**Text shown**

IMG_1086The first event of the conference for me was the Big Dam Run, organized by Brent Peterson from Wagento. We ran along the historic railroad hiking trail to the Hoover Dam, about 8 miles in total. The run went through old train tunnels, had amazing views, and a lot of stairs at the dam. It’s hard to think of a better way to kick off the conference!

Later in the day I went to the Oro Momentum event to check out what they have been working on. There was a lot of interesting content here, but I’ll cover that in separate entry.


The next day was full of deep dives into various Magento 2 topics. This ranged from information on the new Marketplace, to information on the new Magento 2 frontend architecture, to performance and scalability, and quite a few more topics.

In general, I thought these sessions were a little too broad, I would have liked to have seen more in depth details from two hour sessions. There was certainly a lot of value in them, but more focus would have helped. I suspect what I was really looking for was covered in the bar camps on Wednesday, but unfortunately I had to leave too early to attend those.

**Tasks for this exercise**
A. For each statement about the conference recap, answer yes or no and quote the words from the text that decide it. (i) The Big Dam Run covered about 8 miles in total. (ii) The writer attended the bar camps on Wednesday. (iii) The deep dives included information on the new Marketplace.
B. Translate this sentence from the conference recap into Spanish: "It’s hard to think of a better way to kick off the conference!"

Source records
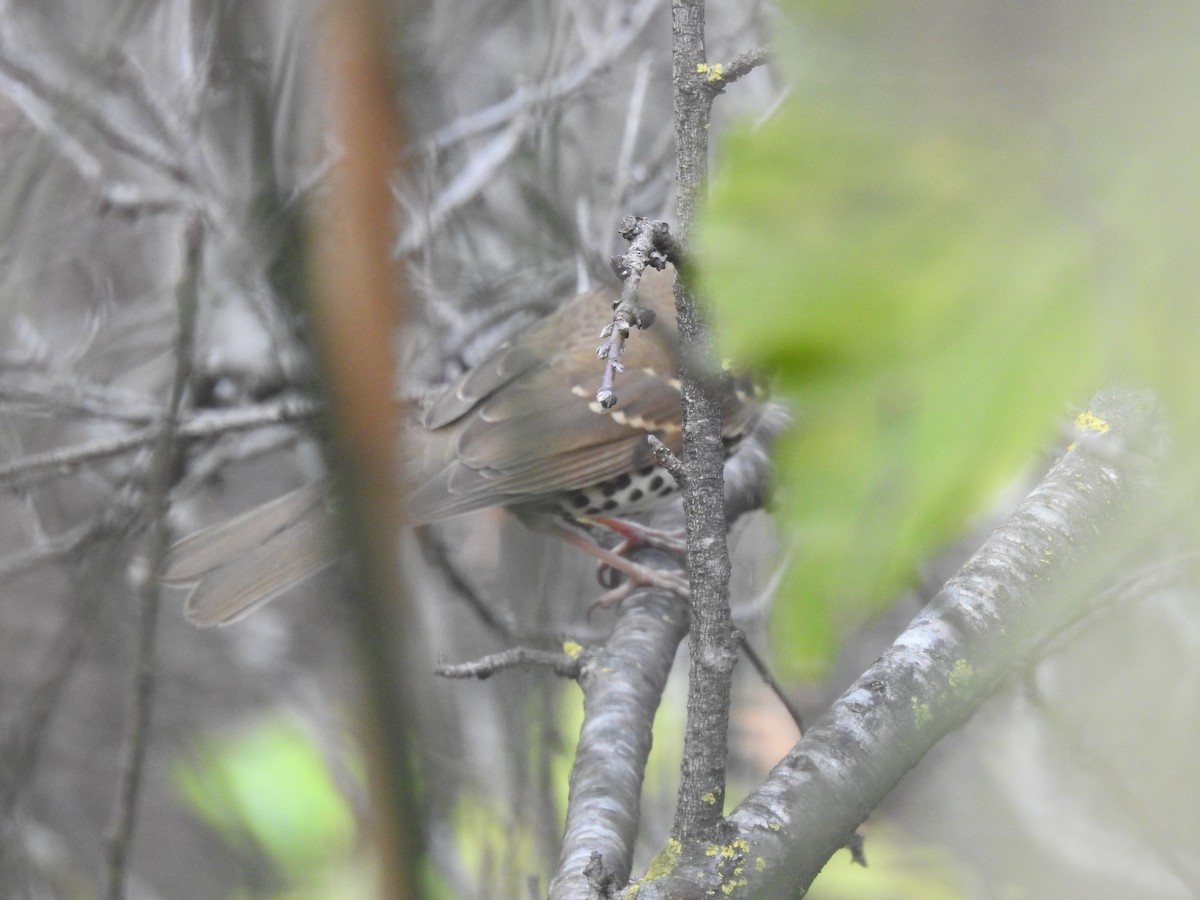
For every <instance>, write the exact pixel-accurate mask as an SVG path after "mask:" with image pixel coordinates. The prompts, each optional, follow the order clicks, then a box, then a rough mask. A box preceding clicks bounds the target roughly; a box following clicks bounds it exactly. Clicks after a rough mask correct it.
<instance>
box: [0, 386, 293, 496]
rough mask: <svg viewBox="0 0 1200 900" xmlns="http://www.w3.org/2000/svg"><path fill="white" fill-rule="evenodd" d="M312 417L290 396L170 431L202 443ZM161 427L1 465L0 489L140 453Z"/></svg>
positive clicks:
...
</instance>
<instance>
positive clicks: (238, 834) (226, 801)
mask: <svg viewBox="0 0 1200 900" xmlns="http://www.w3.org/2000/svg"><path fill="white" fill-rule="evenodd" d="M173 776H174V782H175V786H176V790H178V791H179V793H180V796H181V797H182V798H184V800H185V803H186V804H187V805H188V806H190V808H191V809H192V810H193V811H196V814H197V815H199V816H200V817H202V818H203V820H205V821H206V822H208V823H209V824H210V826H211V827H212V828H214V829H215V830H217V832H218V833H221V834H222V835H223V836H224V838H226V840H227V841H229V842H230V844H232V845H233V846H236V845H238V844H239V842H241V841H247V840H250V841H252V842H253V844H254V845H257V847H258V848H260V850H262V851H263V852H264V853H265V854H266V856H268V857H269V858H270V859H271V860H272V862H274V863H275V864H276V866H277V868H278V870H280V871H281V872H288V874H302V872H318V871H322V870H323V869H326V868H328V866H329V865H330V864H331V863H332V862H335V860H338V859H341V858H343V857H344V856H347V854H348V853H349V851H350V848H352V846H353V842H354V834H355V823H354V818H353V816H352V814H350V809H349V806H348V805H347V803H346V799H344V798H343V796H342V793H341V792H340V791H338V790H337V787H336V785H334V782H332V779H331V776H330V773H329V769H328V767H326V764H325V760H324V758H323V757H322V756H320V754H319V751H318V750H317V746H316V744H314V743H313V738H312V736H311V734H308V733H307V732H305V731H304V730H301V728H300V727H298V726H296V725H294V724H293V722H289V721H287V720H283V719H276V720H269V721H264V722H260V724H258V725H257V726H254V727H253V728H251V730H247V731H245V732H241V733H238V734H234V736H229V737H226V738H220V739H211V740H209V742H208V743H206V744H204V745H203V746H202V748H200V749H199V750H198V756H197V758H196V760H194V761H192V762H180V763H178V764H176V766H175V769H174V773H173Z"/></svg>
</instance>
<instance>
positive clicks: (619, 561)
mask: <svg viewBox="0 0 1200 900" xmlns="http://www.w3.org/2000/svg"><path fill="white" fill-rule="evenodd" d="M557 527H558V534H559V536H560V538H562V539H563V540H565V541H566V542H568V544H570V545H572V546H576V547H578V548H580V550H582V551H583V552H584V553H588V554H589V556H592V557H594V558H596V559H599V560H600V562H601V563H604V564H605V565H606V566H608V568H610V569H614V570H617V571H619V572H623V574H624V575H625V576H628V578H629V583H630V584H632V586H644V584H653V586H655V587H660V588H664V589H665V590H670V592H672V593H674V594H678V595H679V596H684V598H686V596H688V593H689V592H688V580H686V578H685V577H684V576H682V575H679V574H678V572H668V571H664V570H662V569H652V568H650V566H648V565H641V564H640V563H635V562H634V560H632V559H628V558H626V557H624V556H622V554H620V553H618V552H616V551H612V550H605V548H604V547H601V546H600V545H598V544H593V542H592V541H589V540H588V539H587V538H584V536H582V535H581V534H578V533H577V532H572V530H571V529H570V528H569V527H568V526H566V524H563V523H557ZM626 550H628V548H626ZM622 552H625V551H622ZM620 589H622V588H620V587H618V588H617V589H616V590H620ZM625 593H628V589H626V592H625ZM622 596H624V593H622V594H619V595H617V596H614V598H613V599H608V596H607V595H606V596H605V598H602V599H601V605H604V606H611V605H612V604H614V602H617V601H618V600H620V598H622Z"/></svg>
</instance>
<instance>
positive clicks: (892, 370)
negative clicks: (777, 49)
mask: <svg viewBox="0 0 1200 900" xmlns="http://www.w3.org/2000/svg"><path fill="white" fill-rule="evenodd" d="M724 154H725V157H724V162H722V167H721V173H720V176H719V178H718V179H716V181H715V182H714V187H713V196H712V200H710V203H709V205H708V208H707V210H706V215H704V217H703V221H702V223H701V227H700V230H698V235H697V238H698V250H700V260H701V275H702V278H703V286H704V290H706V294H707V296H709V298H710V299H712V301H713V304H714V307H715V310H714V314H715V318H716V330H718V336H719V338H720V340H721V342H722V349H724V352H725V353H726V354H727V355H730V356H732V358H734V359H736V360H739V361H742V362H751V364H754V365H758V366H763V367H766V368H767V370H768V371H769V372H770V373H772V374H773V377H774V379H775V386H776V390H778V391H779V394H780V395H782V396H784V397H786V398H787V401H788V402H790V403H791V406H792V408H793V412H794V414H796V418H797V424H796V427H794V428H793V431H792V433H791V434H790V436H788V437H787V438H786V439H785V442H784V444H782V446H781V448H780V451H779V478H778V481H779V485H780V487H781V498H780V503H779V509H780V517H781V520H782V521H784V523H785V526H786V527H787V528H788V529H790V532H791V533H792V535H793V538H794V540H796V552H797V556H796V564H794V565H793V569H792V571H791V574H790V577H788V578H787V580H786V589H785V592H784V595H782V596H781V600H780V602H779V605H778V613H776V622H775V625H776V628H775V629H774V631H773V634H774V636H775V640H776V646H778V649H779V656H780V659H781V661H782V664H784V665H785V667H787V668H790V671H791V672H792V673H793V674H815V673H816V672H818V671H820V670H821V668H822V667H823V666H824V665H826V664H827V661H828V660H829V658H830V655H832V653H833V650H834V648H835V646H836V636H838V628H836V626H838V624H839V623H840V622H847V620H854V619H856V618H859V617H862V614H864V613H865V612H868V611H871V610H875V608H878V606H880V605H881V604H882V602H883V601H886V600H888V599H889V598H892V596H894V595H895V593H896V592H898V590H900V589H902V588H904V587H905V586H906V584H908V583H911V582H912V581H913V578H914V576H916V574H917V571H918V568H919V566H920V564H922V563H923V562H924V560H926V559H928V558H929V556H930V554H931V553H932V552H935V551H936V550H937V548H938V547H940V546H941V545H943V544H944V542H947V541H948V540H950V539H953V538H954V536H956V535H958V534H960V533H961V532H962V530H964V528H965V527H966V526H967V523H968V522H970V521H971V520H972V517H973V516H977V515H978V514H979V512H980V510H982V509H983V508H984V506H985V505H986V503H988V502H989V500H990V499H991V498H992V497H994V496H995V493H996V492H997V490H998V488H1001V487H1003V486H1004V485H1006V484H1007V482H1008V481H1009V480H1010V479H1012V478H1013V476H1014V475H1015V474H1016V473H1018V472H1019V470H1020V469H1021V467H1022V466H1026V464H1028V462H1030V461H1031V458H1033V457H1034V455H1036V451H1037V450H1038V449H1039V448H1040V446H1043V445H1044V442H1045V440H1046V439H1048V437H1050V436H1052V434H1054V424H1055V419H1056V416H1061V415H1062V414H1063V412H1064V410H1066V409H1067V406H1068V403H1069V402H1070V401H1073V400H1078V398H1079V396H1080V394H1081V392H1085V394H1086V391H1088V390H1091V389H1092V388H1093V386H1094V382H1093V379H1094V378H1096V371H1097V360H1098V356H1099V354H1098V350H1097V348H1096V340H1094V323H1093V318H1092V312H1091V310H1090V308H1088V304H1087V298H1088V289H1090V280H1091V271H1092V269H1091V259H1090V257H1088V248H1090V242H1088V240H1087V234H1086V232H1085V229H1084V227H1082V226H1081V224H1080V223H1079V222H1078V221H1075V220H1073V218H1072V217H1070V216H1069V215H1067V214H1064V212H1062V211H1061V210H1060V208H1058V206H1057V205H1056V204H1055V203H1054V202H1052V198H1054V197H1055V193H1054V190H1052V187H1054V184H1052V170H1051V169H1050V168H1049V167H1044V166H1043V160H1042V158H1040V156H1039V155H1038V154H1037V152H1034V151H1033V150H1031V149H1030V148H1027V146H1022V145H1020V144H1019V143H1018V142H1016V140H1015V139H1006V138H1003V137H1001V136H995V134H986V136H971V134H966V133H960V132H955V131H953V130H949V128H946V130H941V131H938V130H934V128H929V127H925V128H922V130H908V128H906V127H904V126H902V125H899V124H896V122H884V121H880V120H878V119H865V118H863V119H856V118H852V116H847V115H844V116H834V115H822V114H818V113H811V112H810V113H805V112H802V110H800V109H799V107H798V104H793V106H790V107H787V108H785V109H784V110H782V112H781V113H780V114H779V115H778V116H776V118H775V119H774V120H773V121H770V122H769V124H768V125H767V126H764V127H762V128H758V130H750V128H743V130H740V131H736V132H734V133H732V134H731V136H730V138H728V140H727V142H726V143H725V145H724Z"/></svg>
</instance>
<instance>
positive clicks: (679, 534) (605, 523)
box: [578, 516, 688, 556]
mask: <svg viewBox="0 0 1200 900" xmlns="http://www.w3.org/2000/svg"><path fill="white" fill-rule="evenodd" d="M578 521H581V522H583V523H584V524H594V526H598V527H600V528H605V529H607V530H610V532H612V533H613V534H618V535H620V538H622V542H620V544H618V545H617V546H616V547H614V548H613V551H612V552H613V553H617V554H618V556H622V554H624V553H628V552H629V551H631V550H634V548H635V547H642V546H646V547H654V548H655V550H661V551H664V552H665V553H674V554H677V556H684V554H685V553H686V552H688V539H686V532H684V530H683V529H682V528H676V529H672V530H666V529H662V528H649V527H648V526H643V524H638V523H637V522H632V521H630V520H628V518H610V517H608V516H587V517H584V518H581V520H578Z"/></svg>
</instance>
---
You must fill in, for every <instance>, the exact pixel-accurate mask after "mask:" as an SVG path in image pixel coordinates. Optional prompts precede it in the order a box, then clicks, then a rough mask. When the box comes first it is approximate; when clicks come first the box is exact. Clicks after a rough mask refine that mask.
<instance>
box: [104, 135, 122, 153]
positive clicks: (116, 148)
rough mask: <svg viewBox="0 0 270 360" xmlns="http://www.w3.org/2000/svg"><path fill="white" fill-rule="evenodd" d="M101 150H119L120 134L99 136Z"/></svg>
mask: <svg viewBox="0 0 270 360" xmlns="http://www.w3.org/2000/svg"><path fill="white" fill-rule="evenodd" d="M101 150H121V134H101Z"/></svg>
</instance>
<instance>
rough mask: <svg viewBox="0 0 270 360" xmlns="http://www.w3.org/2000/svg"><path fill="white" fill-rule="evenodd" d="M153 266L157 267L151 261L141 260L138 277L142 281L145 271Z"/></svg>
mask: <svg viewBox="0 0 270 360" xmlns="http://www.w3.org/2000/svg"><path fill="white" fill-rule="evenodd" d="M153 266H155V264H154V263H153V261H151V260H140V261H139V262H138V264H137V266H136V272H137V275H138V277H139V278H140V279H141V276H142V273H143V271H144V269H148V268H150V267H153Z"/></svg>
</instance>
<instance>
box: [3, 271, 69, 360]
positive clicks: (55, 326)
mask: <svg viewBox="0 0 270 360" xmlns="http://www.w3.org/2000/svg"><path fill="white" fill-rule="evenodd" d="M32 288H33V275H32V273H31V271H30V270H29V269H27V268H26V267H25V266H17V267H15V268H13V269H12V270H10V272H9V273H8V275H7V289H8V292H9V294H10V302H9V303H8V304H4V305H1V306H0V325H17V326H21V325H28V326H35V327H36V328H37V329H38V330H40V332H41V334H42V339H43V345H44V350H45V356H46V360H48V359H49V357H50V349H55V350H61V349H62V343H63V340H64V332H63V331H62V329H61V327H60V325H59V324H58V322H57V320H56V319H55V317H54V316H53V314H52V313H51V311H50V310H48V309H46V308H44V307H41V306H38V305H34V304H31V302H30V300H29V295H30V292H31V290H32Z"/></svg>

**Answers to the exercise**
A.
(i) Yes: "about 8 miles in total"
(ii) No: "unfortunately I had to leave too early to attend those"
(iii) Yes: "This ranged from information on the new Marketplace"

B. ¡Es difícil pensar en una mejor manera de dar inicio a la conferencia!